(PROVIDED DATA)

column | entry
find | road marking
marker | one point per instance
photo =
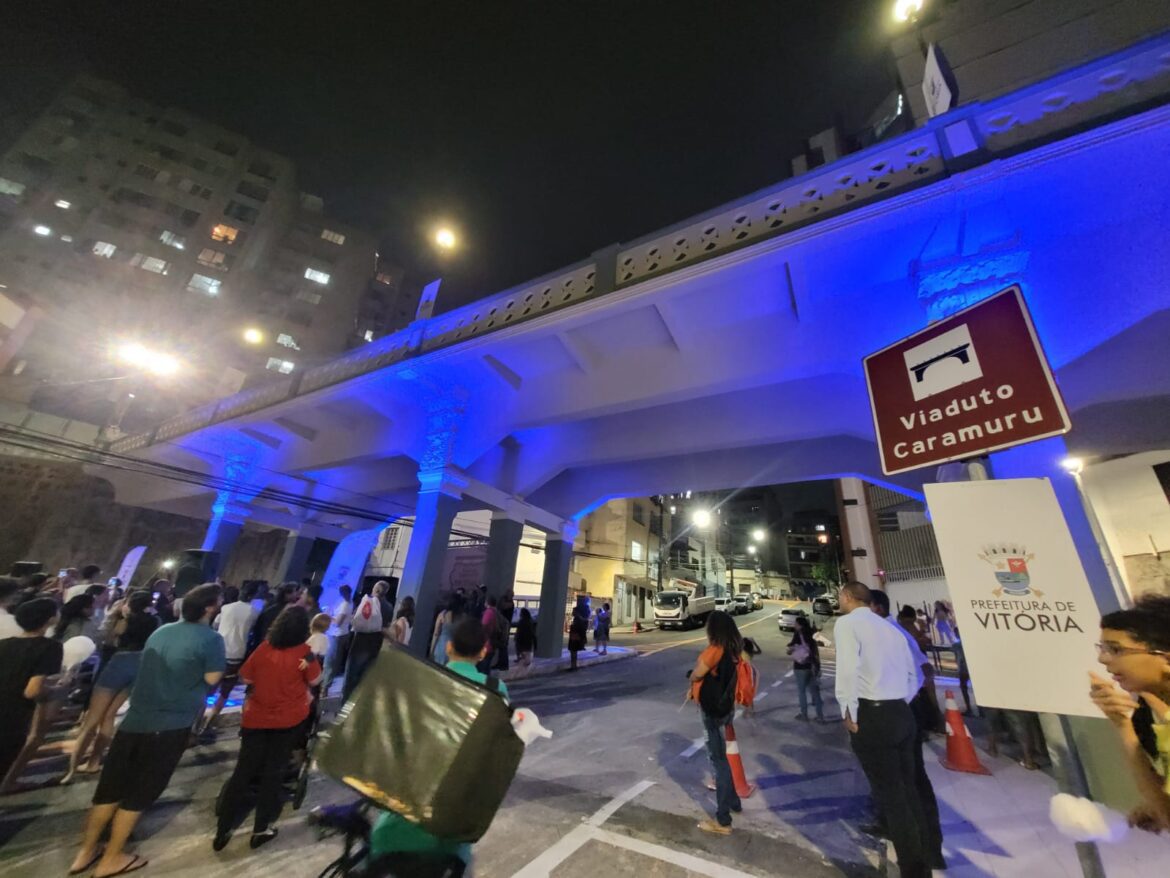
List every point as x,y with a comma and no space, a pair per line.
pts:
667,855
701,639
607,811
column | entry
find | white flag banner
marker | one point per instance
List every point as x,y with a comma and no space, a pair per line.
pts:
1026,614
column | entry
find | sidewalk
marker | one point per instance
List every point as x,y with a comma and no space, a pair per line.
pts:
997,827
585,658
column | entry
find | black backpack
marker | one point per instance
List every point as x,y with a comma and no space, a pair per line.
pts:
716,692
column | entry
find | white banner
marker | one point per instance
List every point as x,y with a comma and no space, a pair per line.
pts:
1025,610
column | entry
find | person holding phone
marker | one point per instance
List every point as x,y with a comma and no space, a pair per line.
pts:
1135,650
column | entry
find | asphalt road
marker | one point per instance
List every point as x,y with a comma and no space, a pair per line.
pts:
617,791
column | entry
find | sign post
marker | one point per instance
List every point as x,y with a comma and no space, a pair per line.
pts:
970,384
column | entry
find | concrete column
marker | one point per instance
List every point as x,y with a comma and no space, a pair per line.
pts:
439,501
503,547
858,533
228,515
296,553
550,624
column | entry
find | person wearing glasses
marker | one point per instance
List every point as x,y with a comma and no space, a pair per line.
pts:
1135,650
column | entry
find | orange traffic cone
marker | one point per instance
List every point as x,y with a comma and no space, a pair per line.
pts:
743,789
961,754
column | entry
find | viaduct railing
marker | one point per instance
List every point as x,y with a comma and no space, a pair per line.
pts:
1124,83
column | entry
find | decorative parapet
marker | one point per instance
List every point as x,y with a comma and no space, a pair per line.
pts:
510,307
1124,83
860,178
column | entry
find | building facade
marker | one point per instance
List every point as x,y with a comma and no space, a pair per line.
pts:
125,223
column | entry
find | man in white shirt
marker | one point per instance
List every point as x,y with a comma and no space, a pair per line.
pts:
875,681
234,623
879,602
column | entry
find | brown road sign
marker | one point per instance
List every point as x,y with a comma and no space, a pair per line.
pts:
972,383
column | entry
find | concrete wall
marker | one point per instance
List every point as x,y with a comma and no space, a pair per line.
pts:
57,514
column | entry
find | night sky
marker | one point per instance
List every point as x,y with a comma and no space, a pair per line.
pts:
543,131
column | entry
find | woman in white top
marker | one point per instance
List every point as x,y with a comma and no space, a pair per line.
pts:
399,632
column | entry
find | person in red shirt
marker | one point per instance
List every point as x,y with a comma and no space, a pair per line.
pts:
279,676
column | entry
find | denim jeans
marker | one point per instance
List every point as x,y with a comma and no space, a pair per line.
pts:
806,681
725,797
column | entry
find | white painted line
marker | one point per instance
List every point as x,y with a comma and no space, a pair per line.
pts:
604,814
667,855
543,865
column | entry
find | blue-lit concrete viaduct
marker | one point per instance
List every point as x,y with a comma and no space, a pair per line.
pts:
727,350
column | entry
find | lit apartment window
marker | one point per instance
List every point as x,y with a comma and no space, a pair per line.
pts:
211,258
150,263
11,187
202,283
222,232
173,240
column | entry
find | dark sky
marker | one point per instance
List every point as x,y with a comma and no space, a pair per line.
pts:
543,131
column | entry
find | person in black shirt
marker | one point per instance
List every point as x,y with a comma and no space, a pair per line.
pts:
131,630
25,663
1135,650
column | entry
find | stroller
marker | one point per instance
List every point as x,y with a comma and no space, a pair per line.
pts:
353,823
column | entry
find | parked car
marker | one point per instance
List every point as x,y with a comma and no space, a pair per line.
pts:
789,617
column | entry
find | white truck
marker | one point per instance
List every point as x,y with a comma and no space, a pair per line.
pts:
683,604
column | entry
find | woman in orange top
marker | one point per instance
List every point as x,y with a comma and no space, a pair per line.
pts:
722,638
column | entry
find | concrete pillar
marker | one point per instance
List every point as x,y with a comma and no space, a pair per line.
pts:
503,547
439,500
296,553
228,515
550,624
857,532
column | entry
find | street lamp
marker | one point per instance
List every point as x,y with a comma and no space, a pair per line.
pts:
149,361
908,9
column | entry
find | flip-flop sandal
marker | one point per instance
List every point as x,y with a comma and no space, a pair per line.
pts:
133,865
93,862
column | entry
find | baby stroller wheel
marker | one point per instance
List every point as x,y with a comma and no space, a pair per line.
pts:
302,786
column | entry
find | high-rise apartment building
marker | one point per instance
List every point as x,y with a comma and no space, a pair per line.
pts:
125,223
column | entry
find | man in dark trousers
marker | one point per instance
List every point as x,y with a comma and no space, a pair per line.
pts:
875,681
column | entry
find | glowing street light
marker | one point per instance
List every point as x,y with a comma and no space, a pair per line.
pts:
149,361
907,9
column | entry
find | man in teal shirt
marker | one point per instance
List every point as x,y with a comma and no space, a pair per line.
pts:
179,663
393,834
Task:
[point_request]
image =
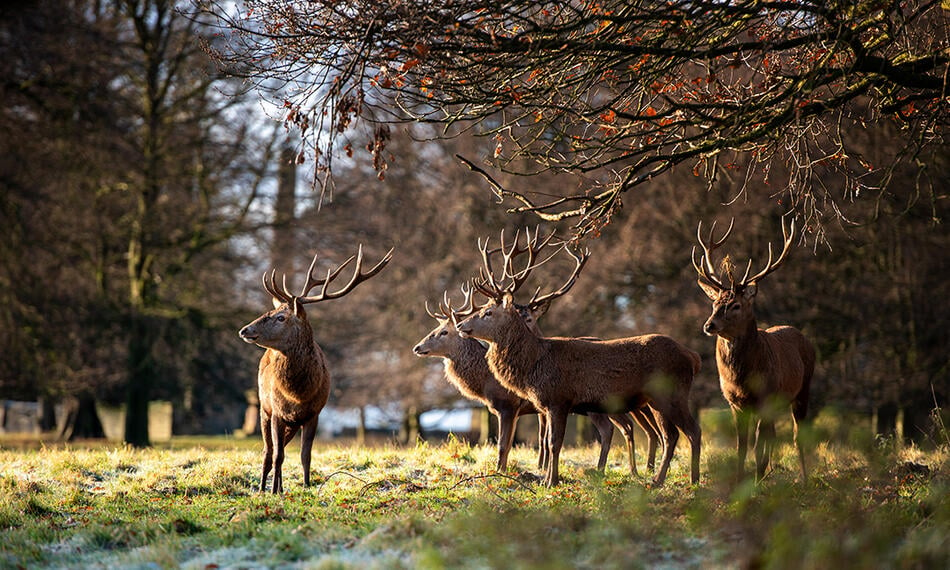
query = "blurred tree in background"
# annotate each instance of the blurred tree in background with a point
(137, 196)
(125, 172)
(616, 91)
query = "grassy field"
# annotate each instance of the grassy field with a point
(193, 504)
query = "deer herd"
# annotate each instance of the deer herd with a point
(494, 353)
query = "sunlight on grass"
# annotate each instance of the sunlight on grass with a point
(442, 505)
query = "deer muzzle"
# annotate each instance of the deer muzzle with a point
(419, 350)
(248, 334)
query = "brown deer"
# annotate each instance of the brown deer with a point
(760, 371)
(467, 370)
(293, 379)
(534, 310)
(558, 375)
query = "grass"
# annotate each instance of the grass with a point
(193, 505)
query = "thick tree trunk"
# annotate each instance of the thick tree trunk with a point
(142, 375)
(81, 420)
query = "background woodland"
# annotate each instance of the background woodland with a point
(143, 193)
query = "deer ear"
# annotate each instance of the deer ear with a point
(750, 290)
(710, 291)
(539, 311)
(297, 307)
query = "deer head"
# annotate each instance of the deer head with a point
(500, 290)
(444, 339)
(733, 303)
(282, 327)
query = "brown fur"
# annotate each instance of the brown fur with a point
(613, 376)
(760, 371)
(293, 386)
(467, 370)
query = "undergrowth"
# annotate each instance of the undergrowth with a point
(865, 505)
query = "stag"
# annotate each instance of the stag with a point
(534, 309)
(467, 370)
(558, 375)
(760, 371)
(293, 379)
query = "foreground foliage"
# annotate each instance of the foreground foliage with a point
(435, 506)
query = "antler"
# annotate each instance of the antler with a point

(End PROVIDED DATA)

WHAT THE TASK ASKS
Transcribe all of the records above exactly; no image should appear in what you write.

EXPECTED ANSWER
column | entry
find | road marking
marker | one point per instance
photo =
List every point as x,y with a comma and no space, a pair per line.
pts:
667,855
701,639
607,811
column | entry
find | white flag banner
marker | one point per instance
List every point as x,y with a comma and no space, a pair per line.
pts:
1026,614
column | entry
find | sidewalk
marker | one point per instance
List every point as x,y with a comma and no space, a pair per line.
pts:
997,827
585,658
column | entry
find | black backpack
marker | one point per instance
List every point as x,y with a comma and no space, a pair per line.
pts:
716,692
column | entry
find | white banner
marker | one point per instance
List every point as x,y with a comma and no space, a pair per line.
pts:
1025,610
column | entry
find | person holding phone
marker | one point per instance
List every point as x,y with a comma and no space, a pair per line.
pts:
1135,650
column | entry
find | asphalt road
marker | one point per instance
List every point as x,y with a comma and no space, a pair per line.
pts:
617,791
column | entry
find | sign post
marker | one point per instance
List every point as x,y with a comma and no space, a pair per line.
pts:
970,384
column | entry
find | concrete column
marker | one point per instance
List every point as x,y with a comma and no space, a pair per line.
pts:
439,501
503,547
858,533
228,515
296,553
550,624
column | entry
find | person wearing glasses
marker | one point per instance
List every point as x,y with a comma and no space, a pair per line.
pts:
1135,650
column | entry
find | orange traffic cone
marker | one point per instance
List every point as x,y with a comma and no space, a pair per line.
pts:
743,789
961,754
column | entry
find | viaduct railing
marker | one point per instance
List every point as x,y with a comma and no space, a pair per line.
pts:
1124,83
column | entry
find | decorative parapet
marker | one point per instance
List every point as x,y with a comma and no space, a pair per line.
pts:
510,307
1124,83
860,178
column | entry
find | building facade
marker | one point per instance
List every point as x,y with a comma and no space, a pair per line.
pts:
125,223
column | entry
find | man in white shirt
marker | one point per instance
List every point as x,y with a comma and no space, a pair per line.
pts:
875,681
234,623
879,602
column | entry
find | brown road sign
marker | one point per instance
List every point as x,y with a comma and no space, a pair per line.
pts:
972,383
column | entry
find | concrete wall
marker | one point per instance
List every point as x,y with a comma and no space, a pair per line.
pts:
57,514
column | entry
find | night sky
marker | one point per instance
List every point as x,y with a comma and no space, a pair per line.
pts:
543,131
column | entry
find | woman in white top
marker | one point per instance
List every point as x,y with a comma and no space, a pair per line.
pts:
399,632
column | entry
find | person in red shirt
marker | one point per instance
List every point as x,y with a comma and no space, a pair per line.
pts:
279,676
column | entry
find | denim jeans
marker | one point per instance
List every point as x,y with a comma and no space, a pair per line.
pts:
806,681
725,797
column | entry
find | white painted line
marker | one point per instance
List every point as x,y with a comma and no space, a pair per line.
pts:
604,814
667,855
543,865
column | entry
find | blue-lit concrete viaduct
marker | one point per instance
List every point as x,y with a comma and no space, a pair per line.
pts:
727,350
column | entry
find | lit apartment window
marker | one point per instance
List every point as x,y with a comma and no space, a pair per line.
pts:
211,258
150,263
11,187
202,283
222,232
173,240
column | entry
find | dark sky
marker | one point per instance
List every point as x,y with a comma and no space, a pair per line.
pts:
543,131
column | entry
find | person in black shirt
marker | one point per instance
List every point as x,y with a comma and no space, a pair per line.
pts:
131,630
25,663
1135,650
column | entry
find | stroller
marker | one point per instance
List every point as x,y with a comma and no space, a pair per line.
pts:
353,823
column | entry
find | parked car
marker | one point per instance
List every point as x,y with a comma and no space, a pair per line.
pts:
789,617
column | entry
find | white truck
marker | one point per instance
List every point as x,y with a comma and no space, a pair per line.
pts:
683,604
column | entry
find | woman in orange top
marker | one point per instance
List every point as x,y with a comma and no space, a pair per line.
pts:
722,638
column | entry
find | concrete pillar
marker | one point per instance
List every point as x,y with a comma and no space, a pair per line.
pts:
503,547
439,500
296,553
228,515
550,624
857,532
column | entry
find | street lamp
marker | one point per instance
List every point as x,y with a comma and no space, a pair per line.
pts:
149,361
908,9
column | entry
find | flip-flop sandal
marker | one point per instance
List every point as x,y with a comma and no space, a pair per line.
pts:
133,865
93,862
column | entry
find | baby stroller wheel
marker | one point per instance
List every point as x,y with a comma and no space, a pair per line.
pts:
302,786
column | entry
find | high-rise apartment building
marker | one point per instance
List every point as x,y with a comma and no space, a pair per line.
pts:
125,223
column | entry
find | man in dark trousers
marker | one point per instance
List every point as x,y with a comma and no space, a pair per line.
pts:
875,681
column | entry
find | glowing street light
marker | one point per instance
List every point as x,y with a comma and no space, a pair per line.
pts:
149,361
907,9
column | entry
find | man in teal shirt
marker | one point per instance
List every point as x,y with a comma and no space, a pair per line.
pts:
179,663
393,834
Task:
[point_request]
image =
query = "blurred tree in background"
# annotate each instance of the blurred tree in background with a point
(137, 196)
(125, 172)
(616, 91)
query = "grassy field"
# annotate each instance of the grassy field with a point
(193, 504)
query = "deer herd"
# annotate each instance of the deer herd with a point
(494, 353)
query = "sunlight on grass"
# annotate each instance of the sunlight on grass with a point
(442, 505)
query = "deer muzzle"
# annotate each instance of the deer muzzle with a point
(419, 350)
(248, 334)
query = "brown deer"
# annotate each instance of the brown deer with a point
(760, 371)
(467, 370)
(293, 379)
(534, 310)
(558, 375)
query = "grass"
# annotate each instance of the grass with a point
(193, 505)
query = "thick tree trunk"
# annotate each instance of the thick tree trunk with a point
(142, 375)
(81, 420)
query = "background woodland"
# annotate each instance of the background woodland with a point
(143, 193)
query = "deer ear"
# annotate each instance of the deer ear with a point
(750, 290)
(710, 291)
(539, 311)
(297, 307)
query = "deer head"
# annotate each instance of the deer head with a point
(500, 290)
(444, 339)
(733, 303)
(282, 327)
query = "brown fur"
# annotate each instance of the brown fur with a point
(613, 376)
(760, 371)
(293, 386)
(467, 370)
query = "undergrowth"
# annotate each instance of the undergrowth with a point
(865, 505)
query = "stag"
# annotate each instance of the stag with a point
(534, 309)
(467, 370)
(558, 375)
(760, 371)
(293, 379)
query = "foreground foliage"
# annotate each instance of the foreground foliage with a point
(435, 506)
query = "antler"
# annotate each instance of the antler with a point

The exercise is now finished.